> [EXERCÍCIOS]
1. Segundo o texto sobre o bull market, em que praça do Rio de Janeiro está Pereira Rego?
2. Copie sem mudanças o pedaço do texto sobre o bull market que vai de "Por onde anda" a "que tentava socorrê-lo.".

> [TRECHO SELECIONADO]
>>

Por onde anda Murilo Benício? Ou filhos do bull market e egos inflados
Tenho muito receio dos filhos do bull market, porque, diante de retornos momentaneamente altos, há uma tendência grande a ser atraído pela tomada excessiva de riscos.

Pereira Rego está na beira do meio-fio, na praça da Bandeira, no Rio de Janeiro. Meio sem querer, dá um passo à frente, possivelmente depois de perder o equilíbrio. De súbito, é atropelado de maneira violenta por um arrasta-sandália, uma espécie de ônibus antigo, parecido com uma lotação nos dias de hoje. O atropelado repórter do jornal O Globo está estendido no chão estrebuchando. Em seu leito de morte, pede um beijo a uma jovem que tentava socorrê-lo.

<<

> [DADOS FORNECIDOS]
>>

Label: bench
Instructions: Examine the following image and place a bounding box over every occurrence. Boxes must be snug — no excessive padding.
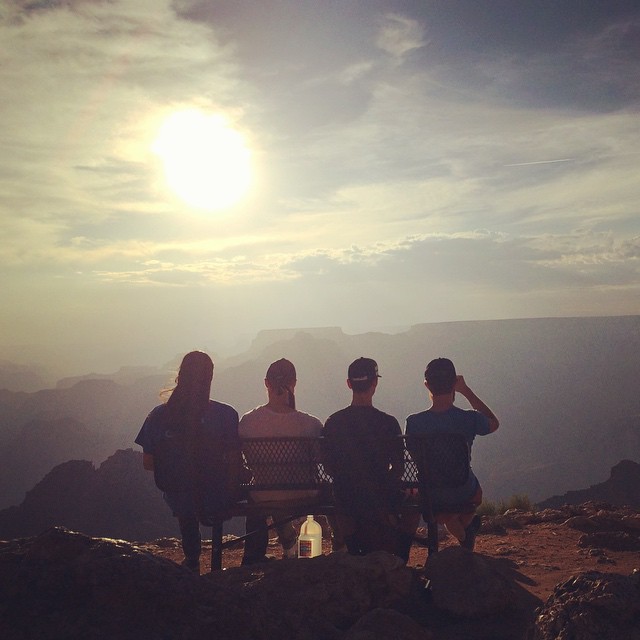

<<

> [RESPOSTAS POR TAREFA]
1. Na praça da Bandeira.

2.
Por onde anda Murilo Benício? Ou filhos do bull market e egos inflados
Tenho muito receio dos filhos do bull market, porque, diante de retornos momentaneamente altos, há uma tendência grande a ser atraído pela tomada excessiva de riscos.

Pereira Rego está na beira do meio-fio, na praça da Bandeira, no Rio de Janeiro. Meio sem querer, dá um passo à frente, possivelmente depois de perder o equilíbrio. De súbito, é atropelado de maneira violenta por um arrasta-sandália, uma espécie de ônibus antigo, parecido com uma lotação nos dias de hoje. O atropelado repórter do jornal O Globo está estendido no chão estrebuchando. Em seu leito de morte, pede um beijo a uma jovem que tentava socorrê-lo.